Texto de origem →
João Pereira Coutinho
Folha
Viajo para o Rio de Janeiro neste mês. Alguns amigos portugueses, preocupados com meu bem-estar, perguntaram se eu já tinha tomado a vacina contra a dengue. Que desastre! Nunca tinha pensado no assunto. Mas bastou escutar a palavra “dengue” para que o sono daquela noite fugisse para parte incerta.
Contemplando o teto do quarto, suando na cama, escutando zumbidos de mosquito na minha imaginação, já tinha todos os sintomas da doença, exceto a doença.
NAS MÃOS DA CIÊNCIA – No dia seguinte, como um morto-vivo que saiu da sepultura para enfrentar a ofuscante luz do dia, marchei para a “consulta do viajante” e entreguei-me nas mãos da ciência. A ciência não queria o meu corpo. Uma médica, levemente divertida, tentou serenar-me. “Já não é verão no Brasil, as temperaturas estão mais baixas”, disse ela. “Basta um bom repelente”, acrescentou.

(Registros de origem)
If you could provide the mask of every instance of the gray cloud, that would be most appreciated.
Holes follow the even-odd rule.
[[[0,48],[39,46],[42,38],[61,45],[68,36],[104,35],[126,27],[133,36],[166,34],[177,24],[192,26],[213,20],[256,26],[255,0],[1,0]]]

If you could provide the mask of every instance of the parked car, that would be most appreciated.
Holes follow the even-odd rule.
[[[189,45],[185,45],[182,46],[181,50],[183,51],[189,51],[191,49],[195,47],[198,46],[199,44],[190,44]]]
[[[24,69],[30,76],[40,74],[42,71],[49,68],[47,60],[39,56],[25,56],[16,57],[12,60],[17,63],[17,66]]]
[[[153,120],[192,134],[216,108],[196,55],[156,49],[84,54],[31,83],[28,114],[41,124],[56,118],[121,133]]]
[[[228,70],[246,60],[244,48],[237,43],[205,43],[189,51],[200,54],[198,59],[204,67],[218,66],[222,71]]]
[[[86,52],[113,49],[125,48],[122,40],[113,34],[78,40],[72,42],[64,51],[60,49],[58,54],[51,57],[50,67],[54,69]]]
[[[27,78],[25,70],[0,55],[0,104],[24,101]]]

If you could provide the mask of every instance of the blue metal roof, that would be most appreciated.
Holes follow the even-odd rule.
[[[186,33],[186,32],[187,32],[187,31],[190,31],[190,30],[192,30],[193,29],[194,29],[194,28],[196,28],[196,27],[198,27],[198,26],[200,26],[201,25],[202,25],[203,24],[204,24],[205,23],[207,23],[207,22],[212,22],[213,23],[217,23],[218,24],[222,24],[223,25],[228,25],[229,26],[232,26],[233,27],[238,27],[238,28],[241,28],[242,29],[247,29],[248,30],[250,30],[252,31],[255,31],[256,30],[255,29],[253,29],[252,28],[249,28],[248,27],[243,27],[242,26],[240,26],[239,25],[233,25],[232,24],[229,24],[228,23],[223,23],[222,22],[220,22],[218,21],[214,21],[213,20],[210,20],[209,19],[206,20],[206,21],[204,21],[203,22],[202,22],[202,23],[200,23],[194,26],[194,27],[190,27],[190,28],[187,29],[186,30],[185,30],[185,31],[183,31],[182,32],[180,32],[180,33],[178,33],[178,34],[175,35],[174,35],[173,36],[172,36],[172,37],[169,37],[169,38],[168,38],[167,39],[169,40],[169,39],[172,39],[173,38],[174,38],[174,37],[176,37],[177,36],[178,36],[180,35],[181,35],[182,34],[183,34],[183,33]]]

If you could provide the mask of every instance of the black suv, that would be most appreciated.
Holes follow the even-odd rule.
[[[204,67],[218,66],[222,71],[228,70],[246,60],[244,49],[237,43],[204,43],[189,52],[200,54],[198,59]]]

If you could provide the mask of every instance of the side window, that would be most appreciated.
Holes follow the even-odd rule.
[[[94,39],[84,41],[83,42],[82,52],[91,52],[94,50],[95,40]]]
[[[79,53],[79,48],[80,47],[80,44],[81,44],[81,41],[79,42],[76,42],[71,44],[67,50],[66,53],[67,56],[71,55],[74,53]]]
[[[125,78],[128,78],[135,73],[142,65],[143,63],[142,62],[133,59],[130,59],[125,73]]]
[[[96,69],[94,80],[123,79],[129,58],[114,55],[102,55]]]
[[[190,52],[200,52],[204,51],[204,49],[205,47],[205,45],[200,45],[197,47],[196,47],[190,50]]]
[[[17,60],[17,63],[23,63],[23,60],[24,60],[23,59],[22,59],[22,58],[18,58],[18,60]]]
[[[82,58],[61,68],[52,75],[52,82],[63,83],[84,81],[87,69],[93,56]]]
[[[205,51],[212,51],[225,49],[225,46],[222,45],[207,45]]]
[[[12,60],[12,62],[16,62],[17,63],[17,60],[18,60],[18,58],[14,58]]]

Exercício 1 →
No texto sobre a vacina contra a dengue, o que a médica disse que bastaria?
Exercício 2 →
Prossiga com o texto sobre a vacina contra a dengue a partir da última frase.

Resposta escrita 1 →
Um bom repelente.

Resposta escrita 2 →
Agradeci, educadamente, e depois me lancei a seus pés, implorando. No fim da consulta, já tinha tomado a vacina contra a dengue (no braço direito), contra a febre amarela (no esquerdo), contra as hepatites A e B (novamente no direito). Não tinha era braços, mas essa é outra história.
Também trouxe um repelente. Minto. Dois: um para o corpo, outro para a roupa. Quando exigi um equipamento de apicultor, fui expulso do consultório.
PROCURANDO DOENÇA – São assim os hipocondríacos. Felizes na ignorância. Infelizes na sabedoria. Razão pela qual preferem a ignorância: aquele clichê do hipocondríaco procurando na internet informações sobre a sua saúde é coisa de amador, não de profissional.
Um profissional sabe que, usando o Google para saber algo mais sobre sua “dor de cabeça”, o mais provável é terminar a leitura em pânico, redigir o testamento e rumar para o bloco operatório mais próximo, em busca de um trépano.
Essa é a razão pela qual não tenciono instalar lá em casa o banheiro do futuro. Você conhece? Li no Wall Street Journal a respeito. Afastem de mim esse cálice. No espaço de uma década, será possível acordar, entrar no banheiro e sair de lá com uma lista generosa de todas as doenças que habitam nosso corpo.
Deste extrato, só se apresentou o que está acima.